_SELECTED TEXT_
▽

The natives of Snark Island seen here are busy at their mute pastime of creating immense pictures which almost, but not entirely, fail to resemble reality. They eschew the noisy double-talk of the pure-hearted for they are a rascally band of epistemological purists whom this heathen artist has mythologized with this inky pictogram of lines, dots and squiggles, all of it a sound and fury signifying nothing.
Manhattan Repertory Theatre's Snark Update …
Here’s more information concerning this September’s performance of the Snark in NYC. It appears that Kate Dickinson, the founder of Snark Productions, likes to celebrate her birthday by reading Nonsense verse, which seems an honest way of marking the inevitable passage of one’s time into entropy and oblivion.
Monday, August 23, 2010
More aspersions casually flung at our beloved Bellman by an increasingly grumpy 3rd-person omniscient narrator who is better known around these parts as the Admirable Carroll.
This whole business of east and west is a mere bagatelle, unworthy of a poet bent upon the construction of a Snarkian Multiverse meant to rival the mightiest empires yet known to mankind.
As usual, that pukka Imperial sahib Rudyard Kipling put it best in his own verse:
Oh, East is East, and West is West, and never the twain shall meet …
Kipling obviously did not care for the Snark (he claimed that it made his throat hurt) and his dismissive attitude must itself be dismissed. This double dismissal will suffice for now, Kipling sahib, but we’ve got our eye on you … any more of these anti-Clochetic sentiments and we’ll send round a madly gyrating Assamese nautch girl to put you in your place, lest you forget!
Friday, August 20, 2010
The Bellman’s seamanship was much disparaged by Sir David Beatty at the Battle of Jutland, when he remarked that there was something bloody wrong with our ships today.
Alas, to what depths had Great Britain sunk to when its ships were put to sea with men such as the Bellman at the bridge! Such was the inevitable decay of empire, especially an empire beset by the seductive sea sirens of Nonsense …
The snarking of a ship is not a pretty sight and it is no wonder that certain German artists, themselves veterans of the Great War, were still haunted by the sight many years afterwards … and so, this Indo-Germanic artist continues their oedipal tradition of poking oneself in the eyes with a bit of sharp maritime cross-hatching.

△

Stored items:
▽

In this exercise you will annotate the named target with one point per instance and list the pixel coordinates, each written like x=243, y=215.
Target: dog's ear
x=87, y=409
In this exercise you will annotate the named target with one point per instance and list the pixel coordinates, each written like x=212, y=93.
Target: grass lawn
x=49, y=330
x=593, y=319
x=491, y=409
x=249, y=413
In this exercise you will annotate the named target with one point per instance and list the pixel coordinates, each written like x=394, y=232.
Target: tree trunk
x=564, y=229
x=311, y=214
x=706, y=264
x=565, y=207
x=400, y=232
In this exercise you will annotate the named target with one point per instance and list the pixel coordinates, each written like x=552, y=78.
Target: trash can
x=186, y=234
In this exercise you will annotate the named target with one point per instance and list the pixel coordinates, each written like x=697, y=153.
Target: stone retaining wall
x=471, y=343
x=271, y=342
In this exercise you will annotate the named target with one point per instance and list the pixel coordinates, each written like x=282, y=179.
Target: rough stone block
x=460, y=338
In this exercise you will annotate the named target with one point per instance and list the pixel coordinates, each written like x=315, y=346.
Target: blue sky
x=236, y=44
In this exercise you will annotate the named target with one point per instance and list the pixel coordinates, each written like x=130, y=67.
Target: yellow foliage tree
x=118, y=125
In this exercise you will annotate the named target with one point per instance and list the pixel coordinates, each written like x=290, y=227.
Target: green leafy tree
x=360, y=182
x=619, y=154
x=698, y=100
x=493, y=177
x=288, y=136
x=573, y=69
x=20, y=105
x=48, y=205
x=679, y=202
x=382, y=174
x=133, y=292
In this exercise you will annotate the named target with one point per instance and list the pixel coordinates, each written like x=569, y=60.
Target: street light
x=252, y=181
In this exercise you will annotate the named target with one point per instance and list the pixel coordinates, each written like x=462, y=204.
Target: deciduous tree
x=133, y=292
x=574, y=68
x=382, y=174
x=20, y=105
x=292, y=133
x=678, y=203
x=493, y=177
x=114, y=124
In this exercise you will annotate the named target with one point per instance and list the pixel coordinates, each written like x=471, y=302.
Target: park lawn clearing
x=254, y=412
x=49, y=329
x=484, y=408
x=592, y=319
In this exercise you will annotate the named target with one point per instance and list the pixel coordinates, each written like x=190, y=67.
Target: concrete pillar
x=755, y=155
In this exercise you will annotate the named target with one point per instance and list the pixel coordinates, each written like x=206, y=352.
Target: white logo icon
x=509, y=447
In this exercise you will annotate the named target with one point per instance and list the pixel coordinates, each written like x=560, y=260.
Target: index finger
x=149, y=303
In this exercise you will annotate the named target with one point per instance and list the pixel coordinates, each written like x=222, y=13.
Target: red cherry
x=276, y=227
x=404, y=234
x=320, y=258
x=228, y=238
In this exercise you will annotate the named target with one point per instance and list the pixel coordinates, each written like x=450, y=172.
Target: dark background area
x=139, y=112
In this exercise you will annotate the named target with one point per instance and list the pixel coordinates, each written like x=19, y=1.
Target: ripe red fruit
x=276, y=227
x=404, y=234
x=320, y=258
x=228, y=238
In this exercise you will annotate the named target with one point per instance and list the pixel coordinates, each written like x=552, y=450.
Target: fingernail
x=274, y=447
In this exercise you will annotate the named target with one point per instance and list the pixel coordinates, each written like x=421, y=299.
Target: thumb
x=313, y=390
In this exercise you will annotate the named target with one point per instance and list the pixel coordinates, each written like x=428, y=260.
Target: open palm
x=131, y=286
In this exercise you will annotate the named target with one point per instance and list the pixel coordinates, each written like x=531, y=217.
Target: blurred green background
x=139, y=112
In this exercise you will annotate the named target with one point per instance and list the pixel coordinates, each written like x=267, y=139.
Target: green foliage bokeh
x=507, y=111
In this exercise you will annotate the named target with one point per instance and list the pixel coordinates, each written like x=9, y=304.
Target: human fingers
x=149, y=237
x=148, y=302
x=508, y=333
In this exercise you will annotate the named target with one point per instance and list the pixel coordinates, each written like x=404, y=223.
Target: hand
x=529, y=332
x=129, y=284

△

_JOBS_
a – In the text about the Snark, how does Kate Dickinson like to celebrate her birthday?
b – Please print the part of the text about the Snark that opens with the words containing "Monday, August 23, 2010" and closes with "the Admirable Carroll.".

_EXPECTED ANSWERS_
a – By reading Nonsense verse.

b –
Monday, August 23, 2010
More aspersions casually flung at our beloved Bellman by an increasingly grumpy 3rd-person omniscient narrator who is better known around these parts as the Admirable Carroll.